— BEGIN Supplied data —

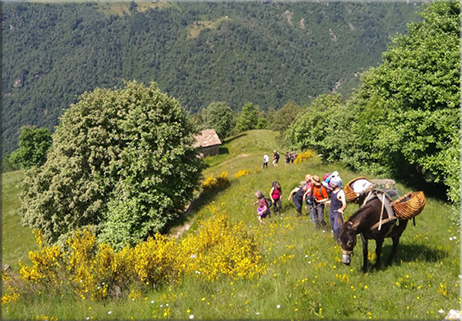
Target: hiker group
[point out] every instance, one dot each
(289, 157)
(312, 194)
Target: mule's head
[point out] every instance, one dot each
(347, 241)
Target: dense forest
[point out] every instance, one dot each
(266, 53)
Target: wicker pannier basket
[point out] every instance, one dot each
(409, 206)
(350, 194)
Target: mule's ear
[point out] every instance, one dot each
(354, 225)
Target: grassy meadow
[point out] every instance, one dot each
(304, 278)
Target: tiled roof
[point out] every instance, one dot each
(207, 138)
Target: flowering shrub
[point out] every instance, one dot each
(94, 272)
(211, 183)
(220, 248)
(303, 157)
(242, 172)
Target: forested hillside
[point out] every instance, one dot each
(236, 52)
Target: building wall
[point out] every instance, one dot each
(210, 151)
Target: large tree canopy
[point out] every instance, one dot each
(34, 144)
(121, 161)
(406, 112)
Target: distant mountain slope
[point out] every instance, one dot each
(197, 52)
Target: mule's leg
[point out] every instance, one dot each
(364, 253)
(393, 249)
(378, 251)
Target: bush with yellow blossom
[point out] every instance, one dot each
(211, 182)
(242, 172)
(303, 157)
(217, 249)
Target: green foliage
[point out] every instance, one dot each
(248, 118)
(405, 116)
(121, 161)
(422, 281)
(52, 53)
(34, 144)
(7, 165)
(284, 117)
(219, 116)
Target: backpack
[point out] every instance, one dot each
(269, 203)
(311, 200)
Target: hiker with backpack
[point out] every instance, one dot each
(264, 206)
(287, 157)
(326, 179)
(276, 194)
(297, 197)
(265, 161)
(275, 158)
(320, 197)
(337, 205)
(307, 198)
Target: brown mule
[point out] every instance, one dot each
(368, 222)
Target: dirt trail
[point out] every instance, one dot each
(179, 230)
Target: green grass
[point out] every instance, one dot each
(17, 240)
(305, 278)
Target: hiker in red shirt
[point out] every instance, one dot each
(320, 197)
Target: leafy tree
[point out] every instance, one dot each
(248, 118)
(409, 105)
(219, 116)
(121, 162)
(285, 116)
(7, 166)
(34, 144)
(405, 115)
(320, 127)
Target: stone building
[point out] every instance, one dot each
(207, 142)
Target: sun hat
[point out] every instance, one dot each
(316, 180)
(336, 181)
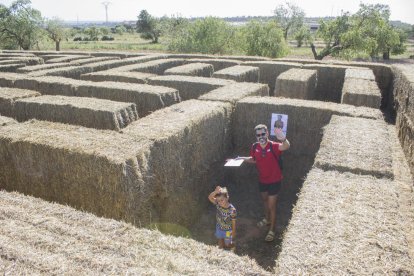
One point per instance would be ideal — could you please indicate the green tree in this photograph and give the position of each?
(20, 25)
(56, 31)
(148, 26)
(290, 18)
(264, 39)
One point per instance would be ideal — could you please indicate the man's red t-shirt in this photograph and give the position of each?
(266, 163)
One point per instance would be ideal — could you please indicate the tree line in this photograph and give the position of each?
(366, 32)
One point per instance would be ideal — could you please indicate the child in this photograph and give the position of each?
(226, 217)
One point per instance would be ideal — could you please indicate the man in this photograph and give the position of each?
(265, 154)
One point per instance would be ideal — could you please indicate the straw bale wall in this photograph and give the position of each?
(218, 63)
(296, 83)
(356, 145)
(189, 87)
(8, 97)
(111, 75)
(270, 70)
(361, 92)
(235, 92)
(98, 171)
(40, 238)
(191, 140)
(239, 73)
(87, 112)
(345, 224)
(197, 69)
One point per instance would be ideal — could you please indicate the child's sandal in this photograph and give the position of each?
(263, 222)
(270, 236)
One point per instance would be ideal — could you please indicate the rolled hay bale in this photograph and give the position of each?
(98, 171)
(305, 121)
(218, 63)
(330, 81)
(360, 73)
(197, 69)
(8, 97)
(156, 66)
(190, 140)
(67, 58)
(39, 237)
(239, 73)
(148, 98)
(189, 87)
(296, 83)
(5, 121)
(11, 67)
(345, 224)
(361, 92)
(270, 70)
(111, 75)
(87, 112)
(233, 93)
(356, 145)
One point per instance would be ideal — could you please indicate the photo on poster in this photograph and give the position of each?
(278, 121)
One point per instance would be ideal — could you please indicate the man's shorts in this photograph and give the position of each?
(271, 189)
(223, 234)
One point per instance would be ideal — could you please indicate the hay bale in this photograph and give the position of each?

— END Supplied data —

■ Exercise details ■
Exactly reproduce the lines that run from the line with "indicate the photo" through the last line of the records, inclusive.

■ Output ■
One point per instance would be ideal — could you please indicate the photo on poster in this photograph and give the position of each?
(278, 121)
One point per instance would be ideal — could you please indicate the man's shorts in this photograph and give the position of each?
(271, 189)
(223, 234)
One point per instance would be ideal — could you please indicate the hay bale in this photograph and give the position of each?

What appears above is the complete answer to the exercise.